WORK INSTRUCTIONS:
With the images removed, reproduce each entry below word for word.

[[ THE DATA open ]]

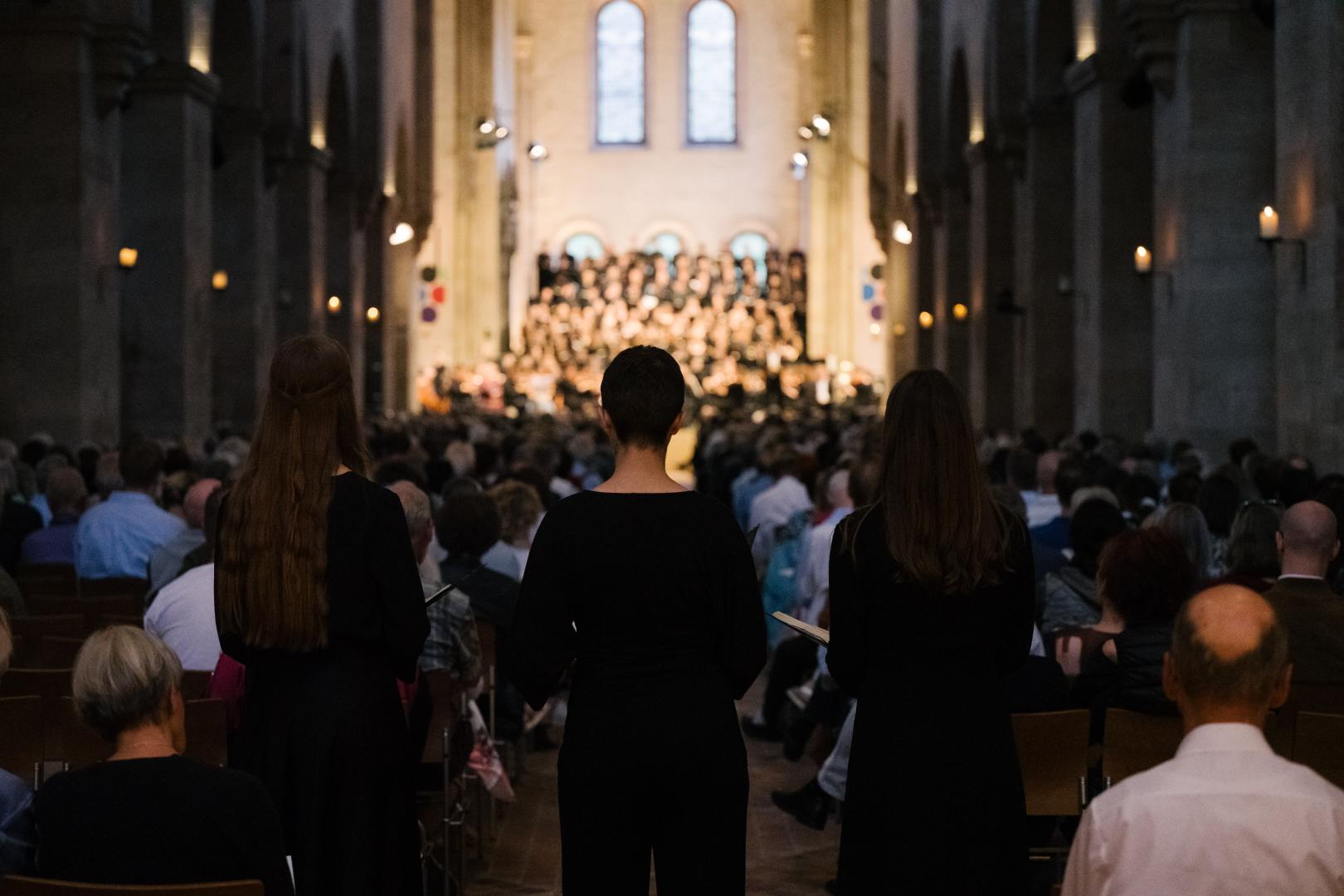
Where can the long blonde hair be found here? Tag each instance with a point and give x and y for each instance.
(270, 575)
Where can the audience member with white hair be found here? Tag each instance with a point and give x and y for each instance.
(147, 815)
(1226, 816)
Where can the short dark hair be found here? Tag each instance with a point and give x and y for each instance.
(643, 392)
(1146, 575)
(1205, 677)
(468, 523)
(140, 462)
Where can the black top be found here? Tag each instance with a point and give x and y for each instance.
(158, 821)
(640, 586)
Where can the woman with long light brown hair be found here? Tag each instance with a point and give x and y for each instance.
(318, 594)
(932, 601)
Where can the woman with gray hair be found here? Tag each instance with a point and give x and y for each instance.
(147, 815)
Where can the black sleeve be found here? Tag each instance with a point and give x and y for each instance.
(1020, 607)
(743, 646)
(397, 575)
(847, 655)
(542, 642)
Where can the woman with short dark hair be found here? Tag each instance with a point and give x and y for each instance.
(319, 596)
(650, 590)
(932, 601)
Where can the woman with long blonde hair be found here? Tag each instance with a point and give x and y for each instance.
(318, 594)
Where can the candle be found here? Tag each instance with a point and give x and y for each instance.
(1269, 223)
(1142, 261)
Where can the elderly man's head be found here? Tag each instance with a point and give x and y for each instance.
(1308, 539)
(1229, 659)
(127, 681)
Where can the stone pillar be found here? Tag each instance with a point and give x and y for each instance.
(63, 71)
(242, 316)
(992, 363)
(1113, 214)
(166, 210)
(1213, 171)
(301, 242)
(1045, 253)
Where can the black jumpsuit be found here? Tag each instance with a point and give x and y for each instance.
(655, 597)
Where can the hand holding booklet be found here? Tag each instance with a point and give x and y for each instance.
(821, 635)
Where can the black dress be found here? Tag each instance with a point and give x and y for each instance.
(656, 598)
(160, 821)
(325, 730)
(934, 800)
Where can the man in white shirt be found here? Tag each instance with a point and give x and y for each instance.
(1225, 817)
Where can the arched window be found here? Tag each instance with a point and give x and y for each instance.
(711, 73)
(620, 73)
(583, 246)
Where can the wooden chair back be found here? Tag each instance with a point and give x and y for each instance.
(49, 684)
(1319, 744)
(1136, 742)
(69, 740)
(14, 885)
(21, 744)
(46, 579)
(1053, 754)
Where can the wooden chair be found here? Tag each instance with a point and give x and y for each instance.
(207, 733)
(49, 684)
(21, 747)
(69, 740)
(46, 581)
(1136, 742)
(14, 885)
(1319, 744)
(56, 652)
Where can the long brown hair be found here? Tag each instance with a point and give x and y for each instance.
(942, 524)
(270, 581)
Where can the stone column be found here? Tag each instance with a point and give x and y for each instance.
(1113, 325)
(63, 71)
(242, 316)
(166, 367)
(1213, 171)
(1045, 253)
(992, 363)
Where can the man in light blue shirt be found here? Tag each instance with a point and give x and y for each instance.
(117, 536)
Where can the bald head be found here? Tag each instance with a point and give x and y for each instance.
(1229, 657)
(1308, 538)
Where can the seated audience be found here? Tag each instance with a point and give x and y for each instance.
(1308, 609)
(117, 536)
(1146, 578)
(1070, 594)
(1226, 816)
(147, 815)
(453, 642)
(17, 839)
(56, 543)
(167, 559)
(183, 613)
(1253, 547)
(520, 512)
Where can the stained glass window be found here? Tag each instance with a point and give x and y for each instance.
(711, 73)
(620, 73)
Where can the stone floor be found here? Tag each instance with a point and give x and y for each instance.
(784, 859)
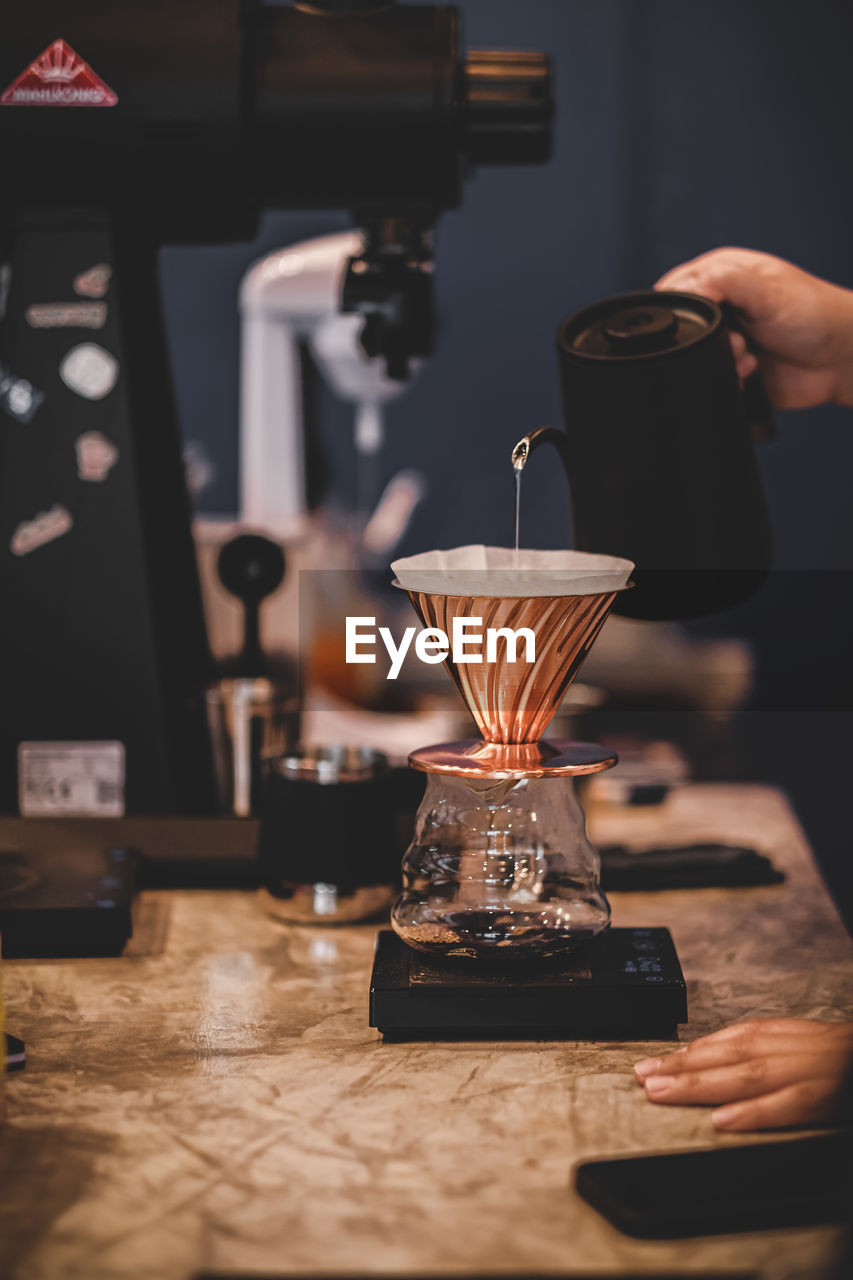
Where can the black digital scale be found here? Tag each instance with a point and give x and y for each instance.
(626, 984)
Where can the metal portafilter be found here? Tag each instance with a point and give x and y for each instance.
(252, 709)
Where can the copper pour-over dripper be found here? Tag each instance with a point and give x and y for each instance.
(500, 864)
(512, 703)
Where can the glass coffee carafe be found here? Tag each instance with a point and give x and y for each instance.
(500, 865)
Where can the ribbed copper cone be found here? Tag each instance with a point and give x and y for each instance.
(515, 702)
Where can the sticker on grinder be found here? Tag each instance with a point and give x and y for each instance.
(82, 780)
(67, 315)
(58, 77)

[[ THE DATA closed ]]

SOLUTION TO THIS EXERCISE:
Where can the long blonde hair be found here? Tag each instance with a point and give x and y for each instance.
(270, 575)
Where can the audience member with white hair be found here? Tag each instance with a point and give x and y for each instance.
(147, 815)
(1226, 816)
Where can the short dark hair be found here? Tag each instance with a point and give x and y for each instance.
(643, 392)
(1146, 575)
(1205, 677)
(468, 523)
(140, 462)
Where can the black top be found here? Tag each instance with a point and give x and y for each instance.
(158, 821)
(640, 586)
Where can the woman with long light brown hair be found here? Tag each instance with a point and give x and y for each instance.
(318, 594)
(932, 601)
Where can the woman with gray hair be found here? Tag each instance with a point and give x and y for each instance.
(147, 815)
Where can the black sleeve be found here? Tag each instance with a point and give x and y for each instance.
(1020, 607)
(743, 646)
(397, 575)
(847, 655)
(542, 642)
Where can the woman with short dark hair be found here? Tag each instance with a point and give x and y for each instance.
(319, 596)
(650, 590)
(932, 601)
Where can the woman with long blonde hair be found here? Tag each instance with a point and give x and y for each instance.
(318, 594)
Where can the candle be found here? Tag each instance with a point and give x and y for each instance.
(1269, 223)
(1142, 261)
Where can the elderly man's head be found here? Tag each instance with a point and give x and y for each instance.
(1308, 539)
(1229, 659)
(127, 681)
Where can the stone pillar be found here? Tag each instance with a point and give x and y for each instance.
(63, 71)
(242, 316)
(992, 363)
(1113, 214)
(166, 210)
(1213, 171)
(301, 242)
(1045, 253)
Where can the black jumpsuit be found here? Tag each instance with a point and give x and y for each instance.
(655, 597)
Where can the hand holding booklet be found here? Tag each instance with a point and give x and y for each instance.
(821, 635)
Where can the black dress be found here? Tag each instance with a point and give x and y for each instance.
(656, 598)
(160, 821)
(325, 730)
(934, 800)
Where can the man in white shirt be found here? Tag each instance with a point and give x and y for each instance.
(1225, 817)
Where can the arched window be found here? Tag each instance with a point and give x and y for each instance.
(711, 73)
(620, 73)
(583, 246)
Where can the wooden chair back be found here? Tag each instance with a point and give x and y for each instance.
(49, 684)
(1319, 744)
(1136, 742)
(69, 740)
(14, 885)
(21, 744)
(46, 579)
(1053, 754)
Where can the wooden chair be found here? Tag each instance with a point and give x and y for each instance.
(207, 733)
(49, 684)
(21, 747)
(69, 740)
(46, 581)
(1136, 742)
(14, 885)
(1319, 744)
(56, 652)
Where can the long brown hair be found here? Tag each instance with a point and give x and y for each instance.
(942, 524)
(270, 581)
Where can the stone column be found here? Tag each instance with a point and give x and y for each instance.
(1113, 325)
(63, 71)
(242, 316)
(166, 367)
(1213, 171)
(1045, 253)
(992, 363)
Where can the man in light blue shirt be found here? Tag each instance with a point and give x and y for each instance.
(117, 536)
Where can the bald head be found here? Tag each instance with a point and give x and y for each instance.
(1229, 657)
(1308, 538)
Where can the seated audience be found here? Tag each instance with a point and give x and y for each instance.
(1308, 609)
(117, 536)
(1146, 578)
(1070, 594)
(1226, 816)
(147, 815)
(453, 642)
(17, 839)
(56, 543)
(167, 559)
(183, 613)
(1253, 547)
(520, 512)
Where can the stained glass window be found here? Tag each instance with a point and give x and y for each instance.
(711, 73)
(620, 73)
Where can the stone floor be found here? Tag each instance with a point and give x and y for each instance.
(784, 859)
Where can the black digital scale be found here? Tag each instance with a point and give x and y for each instance.
(626, 984)
Where can the metal portafilter be found here? Tag each instance with a point and give x and y for each instance.
(252, 709)
Where can the copper pour-over dripper be found here? Tag each instance with a point and give x and y for each instance.
(500, 864)
(512, 703)
Where can the glass coffee carafe be found here? Tag each instance with a point and give x and y for each instance.
(500, 865)
Where can the ribbed copper cone be found here? Tag each instance with a point and give x and y for each instance.
(515, 702)
Where can the sticker on grinder be found here? Tag each instance with a point and give x and y for each instance.
(82, 780)
(67, 315)
(58, 77)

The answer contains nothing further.